## What is needed
Repeat exactly, and only, the lines below starting at the line that contains "x=32, y=155" and ending at the line that contains "Point out every instance of the overcast", inclusive of both.

## Records for the task
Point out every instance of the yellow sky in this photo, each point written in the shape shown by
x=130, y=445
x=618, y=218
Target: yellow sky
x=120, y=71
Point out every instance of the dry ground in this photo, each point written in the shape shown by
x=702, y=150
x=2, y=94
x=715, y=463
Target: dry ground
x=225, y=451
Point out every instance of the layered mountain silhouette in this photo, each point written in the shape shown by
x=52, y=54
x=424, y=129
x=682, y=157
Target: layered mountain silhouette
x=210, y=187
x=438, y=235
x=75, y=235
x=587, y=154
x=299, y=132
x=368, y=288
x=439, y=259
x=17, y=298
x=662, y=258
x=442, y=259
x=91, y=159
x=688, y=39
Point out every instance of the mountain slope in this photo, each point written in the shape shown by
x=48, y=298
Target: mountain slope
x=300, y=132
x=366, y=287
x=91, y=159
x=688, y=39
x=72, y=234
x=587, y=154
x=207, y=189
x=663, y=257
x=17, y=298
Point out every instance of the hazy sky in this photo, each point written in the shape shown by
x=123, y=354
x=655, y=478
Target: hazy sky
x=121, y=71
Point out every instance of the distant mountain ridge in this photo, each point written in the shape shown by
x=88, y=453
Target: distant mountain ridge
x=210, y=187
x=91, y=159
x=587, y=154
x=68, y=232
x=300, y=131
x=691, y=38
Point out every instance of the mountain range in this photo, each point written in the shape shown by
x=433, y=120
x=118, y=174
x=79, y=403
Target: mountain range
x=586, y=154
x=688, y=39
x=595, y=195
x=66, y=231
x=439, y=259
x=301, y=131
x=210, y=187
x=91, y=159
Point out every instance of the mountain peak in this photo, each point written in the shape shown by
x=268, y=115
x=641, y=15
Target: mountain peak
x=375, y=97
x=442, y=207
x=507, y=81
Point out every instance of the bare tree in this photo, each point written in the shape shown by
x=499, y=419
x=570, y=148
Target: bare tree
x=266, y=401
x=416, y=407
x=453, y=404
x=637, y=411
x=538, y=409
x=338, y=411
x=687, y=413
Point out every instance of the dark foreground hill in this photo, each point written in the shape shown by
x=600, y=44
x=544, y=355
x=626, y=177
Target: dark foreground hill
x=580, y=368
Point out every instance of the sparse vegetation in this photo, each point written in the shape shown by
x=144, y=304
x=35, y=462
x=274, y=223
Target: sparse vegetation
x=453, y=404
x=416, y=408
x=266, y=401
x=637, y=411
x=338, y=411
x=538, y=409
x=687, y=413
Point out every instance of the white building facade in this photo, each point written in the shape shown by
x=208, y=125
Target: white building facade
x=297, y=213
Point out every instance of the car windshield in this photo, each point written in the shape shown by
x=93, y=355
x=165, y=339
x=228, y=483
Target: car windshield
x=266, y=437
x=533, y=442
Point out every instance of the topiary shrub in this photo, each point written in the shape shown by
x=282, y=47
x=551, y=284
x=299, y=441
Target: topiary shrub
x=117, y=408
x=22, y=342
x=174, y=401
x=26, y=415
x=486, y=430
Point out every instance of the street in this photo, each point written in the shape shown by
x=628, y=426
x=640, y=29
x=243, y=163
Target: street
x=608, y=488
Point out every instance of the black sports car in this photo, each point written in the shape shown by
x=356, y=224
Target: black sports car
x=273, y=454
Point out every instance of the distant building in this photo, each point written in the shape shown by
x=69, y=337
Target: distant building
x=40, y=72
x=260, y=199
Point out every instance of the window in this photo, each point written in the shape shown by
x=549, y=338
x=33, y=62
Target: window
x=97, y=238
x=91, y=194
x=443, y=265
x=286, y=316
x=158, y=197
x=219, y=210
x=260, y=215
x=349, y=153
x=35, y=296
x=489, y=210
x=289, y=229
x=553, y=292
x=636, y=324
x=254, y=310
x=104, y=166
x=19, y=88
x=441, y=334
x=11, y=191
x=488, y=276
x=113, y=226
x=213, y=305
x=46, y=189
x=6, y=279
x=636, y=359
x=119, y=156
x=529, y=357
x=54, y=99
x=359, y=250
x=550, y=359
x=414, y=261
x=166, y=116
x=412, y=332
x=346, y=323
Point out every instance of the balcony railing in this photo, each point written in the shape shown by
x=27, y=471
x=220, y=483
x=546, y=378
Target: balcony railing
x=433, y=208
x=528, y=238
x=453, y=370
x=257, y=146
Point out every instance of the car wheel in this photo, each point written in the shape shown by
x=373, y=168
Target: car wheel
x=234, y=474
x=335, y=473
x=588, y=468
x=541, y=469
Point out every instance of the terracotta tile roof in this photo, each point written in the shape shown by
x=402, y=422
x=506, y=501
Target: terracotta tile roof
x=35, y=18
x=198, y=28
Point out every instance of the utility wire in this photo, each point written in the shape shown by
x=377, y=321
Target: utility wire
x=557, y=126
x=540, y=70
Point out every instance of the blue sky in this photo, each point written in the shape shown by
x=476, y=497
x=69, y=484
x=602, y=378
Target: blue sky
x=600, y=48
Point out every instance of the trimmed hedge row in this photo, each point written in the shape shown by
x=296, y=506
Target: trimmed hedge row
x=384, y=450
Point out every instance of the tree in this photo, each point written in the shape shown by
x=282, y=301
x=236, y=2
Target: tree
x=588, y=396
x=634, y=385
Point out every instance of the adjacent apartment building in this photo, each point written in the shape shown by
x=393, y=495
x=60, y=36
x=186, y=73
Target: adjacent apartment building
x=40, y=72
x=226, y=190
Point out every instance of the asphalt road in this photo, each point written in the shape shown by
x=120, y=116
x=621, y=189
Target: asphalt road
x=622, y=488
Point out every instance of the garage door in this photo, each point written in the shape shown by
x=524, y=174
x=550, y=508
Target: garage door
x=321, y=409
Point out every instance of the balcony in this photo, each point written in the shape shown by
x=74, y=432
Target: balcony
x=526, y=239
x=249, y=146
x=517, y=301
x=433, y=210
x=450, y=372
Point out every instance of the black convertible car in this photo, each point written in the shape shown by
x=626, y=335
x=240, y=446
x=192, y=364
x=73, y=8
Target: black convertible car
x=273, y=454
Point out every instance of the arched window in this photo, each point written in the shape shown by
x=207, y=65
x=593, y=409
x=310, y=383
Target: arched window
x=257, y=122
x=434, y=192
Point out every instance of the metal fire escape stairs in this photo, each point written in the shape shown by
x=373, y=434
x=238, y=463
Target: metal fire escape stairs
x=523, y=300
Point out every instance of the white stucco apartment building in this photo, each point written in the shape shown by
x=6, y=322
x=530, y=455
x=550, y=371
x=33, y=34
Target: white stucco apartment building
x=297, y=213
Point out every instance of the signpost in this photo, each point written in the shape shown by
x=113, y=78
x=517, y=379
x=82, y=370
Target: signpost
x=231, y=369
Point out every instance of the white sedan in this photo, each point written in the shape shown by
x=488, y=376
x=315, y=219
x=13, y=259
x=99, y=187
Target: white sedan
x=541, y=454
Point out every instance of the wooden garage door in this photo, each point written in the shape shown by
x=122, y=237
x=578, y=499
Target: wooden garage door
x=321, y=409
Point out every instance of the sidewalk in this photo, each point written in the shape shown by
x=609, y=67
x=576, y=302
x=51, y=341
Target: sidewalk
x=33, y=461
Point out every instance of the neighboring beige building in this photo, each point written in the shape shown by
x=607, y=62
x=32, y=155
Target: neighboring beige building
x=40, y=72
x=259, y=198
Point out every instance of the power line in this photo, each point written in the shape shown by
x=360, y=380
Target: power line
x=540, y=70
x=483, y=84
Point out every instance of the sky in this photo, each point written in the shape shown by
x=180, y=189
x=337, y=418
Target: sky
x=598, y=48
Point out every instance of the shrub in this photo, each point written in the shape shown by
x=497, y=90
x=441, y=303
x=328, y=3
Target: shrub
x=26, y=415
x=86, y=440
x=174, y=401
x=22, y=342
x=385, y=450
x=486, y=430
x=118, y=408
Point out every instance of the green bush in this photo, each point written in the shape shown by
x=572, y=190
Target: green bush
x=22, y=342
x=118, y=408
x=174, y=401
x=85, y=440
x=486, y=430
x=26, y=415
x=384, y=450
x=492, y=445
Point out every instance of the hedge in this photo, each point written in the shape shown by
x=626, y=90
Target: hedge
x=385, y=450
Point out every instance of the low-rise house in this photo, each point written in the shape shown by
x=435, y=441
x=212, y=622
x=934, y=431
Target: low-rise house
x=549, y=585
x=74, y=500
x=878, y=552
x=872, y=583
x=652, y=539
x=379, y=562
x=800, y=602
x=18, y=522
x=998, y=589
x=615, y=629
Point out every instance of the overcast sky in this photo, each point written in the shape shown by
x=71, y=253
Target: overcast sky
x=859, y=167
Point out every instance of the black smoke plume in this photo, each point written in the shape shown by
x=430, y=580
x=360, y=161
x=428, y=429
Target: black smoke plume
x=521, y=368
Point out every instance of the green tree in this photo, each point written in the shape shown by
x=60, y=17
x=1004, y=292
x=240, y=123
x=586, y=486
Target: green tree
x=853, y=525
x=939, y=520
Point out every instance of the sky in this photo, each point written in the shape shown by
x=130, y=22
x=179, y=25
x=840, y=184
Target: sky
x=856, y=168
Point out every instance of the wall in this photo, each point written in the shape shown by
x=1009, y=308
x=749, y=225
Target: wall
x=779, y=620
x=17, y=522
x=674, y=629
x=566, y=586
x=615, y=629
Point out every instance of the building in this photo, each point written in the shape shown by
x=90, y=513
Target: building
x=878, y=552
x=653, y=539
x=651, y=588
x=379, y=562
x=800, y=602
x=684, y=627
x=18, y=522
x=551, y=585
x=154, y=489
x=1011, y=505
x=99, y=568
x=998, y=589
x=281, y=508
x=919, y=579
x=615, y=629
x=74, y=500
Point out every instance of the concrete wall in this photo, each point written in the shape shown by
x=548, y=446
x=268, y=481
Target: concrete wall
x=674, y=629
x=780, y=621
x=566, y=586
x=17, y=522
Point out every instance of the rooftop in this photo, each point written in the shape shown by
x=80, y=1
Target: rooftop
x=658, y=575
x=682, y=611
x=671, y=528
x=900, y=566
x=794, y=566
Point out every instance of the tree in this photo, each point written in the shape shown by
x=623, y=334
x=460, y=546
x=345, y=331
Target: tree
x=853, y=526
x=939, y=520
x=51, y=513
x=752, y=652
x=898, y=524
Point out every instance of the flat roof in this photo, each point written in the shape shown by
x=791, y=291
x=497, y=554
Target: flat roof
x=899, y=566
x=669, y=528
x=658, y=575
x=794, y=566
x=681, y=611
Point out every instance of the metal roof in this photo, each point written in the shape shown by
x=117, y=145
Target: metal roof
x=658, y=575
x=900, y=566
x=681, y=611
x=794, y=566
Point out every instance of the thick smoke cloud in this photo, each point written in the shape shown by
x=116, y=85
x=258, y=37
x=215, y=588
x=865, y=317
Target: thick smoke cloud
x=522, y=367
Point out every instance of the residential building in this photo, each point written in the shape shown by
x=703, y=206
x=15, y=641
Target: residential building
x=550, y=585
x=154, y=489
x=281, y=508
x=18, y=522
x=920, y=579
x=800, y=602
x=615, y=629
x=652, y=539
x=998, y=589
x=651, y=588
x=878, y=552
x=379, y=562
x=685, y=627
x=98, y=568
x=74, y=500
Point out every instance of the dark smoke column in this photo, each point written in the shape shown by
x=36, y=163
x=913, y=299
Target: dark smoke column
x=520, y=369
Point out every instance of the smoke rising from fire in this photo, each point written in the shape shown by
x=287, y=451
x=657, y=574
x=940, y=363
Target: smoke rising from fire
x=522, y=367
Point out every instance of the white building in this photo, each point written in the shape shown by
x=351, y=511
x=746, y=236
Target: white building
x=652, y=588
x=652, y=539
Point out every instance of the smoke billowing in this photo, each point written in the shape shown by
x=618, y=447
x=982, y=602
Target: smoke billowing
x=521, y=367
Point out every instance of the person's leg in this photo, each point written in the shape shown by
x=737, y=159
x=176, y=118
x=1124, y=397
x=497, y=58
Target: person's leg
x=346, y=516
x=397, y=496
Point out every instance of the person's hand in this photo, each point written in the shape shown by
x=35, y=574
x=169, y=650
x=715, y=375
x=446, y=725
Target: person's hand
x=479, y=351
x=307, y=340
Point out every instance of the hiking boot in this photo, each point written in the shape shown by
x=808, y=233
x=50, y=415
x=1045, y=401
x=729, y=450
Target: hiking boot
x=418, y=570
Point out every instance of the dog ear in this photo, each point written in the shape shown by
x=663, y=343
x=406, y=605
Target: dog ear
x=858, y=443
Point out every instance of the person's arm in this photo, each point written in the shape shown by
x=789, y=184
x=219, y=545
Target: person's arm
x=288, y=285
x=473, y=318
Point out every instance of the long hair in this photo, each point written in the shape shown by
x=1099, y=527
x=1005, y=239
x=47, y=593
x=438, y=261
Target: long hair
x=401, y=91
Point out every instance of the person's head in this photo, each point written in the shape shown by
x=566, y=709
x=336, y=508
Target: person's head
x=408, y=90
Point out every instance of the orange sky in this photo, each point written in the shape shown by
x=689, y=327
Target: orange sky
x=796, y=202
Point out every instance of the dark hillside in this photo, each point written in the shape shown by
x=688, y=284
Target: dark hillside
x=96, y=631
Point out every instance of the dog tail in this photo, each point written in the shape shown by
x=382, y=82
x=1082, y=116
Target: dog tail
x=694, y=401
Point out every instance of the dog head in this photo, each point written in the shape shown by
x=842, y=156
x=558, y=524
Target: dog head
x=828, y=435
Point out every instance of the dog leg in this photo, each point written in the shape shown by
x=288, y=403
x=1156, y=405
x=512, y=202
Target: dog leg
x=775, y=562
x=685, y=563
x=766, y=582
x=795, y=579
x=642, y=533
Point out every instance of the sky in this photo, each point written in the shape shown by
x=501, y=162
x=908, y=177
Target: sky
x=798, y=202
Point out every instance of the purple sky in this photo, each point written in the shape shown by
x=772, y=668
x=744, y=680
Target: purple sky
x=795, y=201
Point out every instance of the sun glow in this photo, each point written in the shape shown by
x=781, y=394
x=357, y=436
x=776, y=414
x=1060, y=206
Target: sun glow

## Written reply
x=32, y=155
Target: neighboring beige building
x=40, y=72
x=259, y=198
Point out every instance of the power line in this photo, each point written in the shape shown by
x=360, y=380
Target: power line
x=540, y=70
x=483, y=84
Point out every instance of the sky in this photo, each point written in the shape shown by
x=180, y=189
x=337, y=418
Target: sky
x=598, y=48
Point out every instance of the shrub in this photo, each point written in the shape shown by
x=497, y=90
x=441, y=303
x=328, y=3
Target: shrub
x=26, y=415
x=86, y=440
x=174, y=401
x=22, y=342
x=385, y=450
x=486, y=430
x=118, y=408
Point out every instance of the green bush in this photo, each point written in the shape shown by
x=572, y=190
Target: green bush
x=22, y=342
x=118, y=408
x=174, y=401
x=85, y=440
x=486, y=430
x=26, y=415
x=384, y=450
x=492, y=445
Point out every instance of the hedge in this photo, each point written in the shape shown by
x=626, y=90
Target: hedge
x=385, y=450
Point out every instance of the low-rise house in this photo, each point written in the shape shown by
x=435, y=441
x=212, y=622
x=934, y=431
Target: low-rise house
x=549, y=585
x=74, y=500
x=878, y=552
x=872, y=583
x=652, y=539
x=379, y=562
x=800, y=602
x=18, y=522
x=998, y=589
x=615, y=629
Point out every instance of the overcast sky in this photo, each point written in the shape shown by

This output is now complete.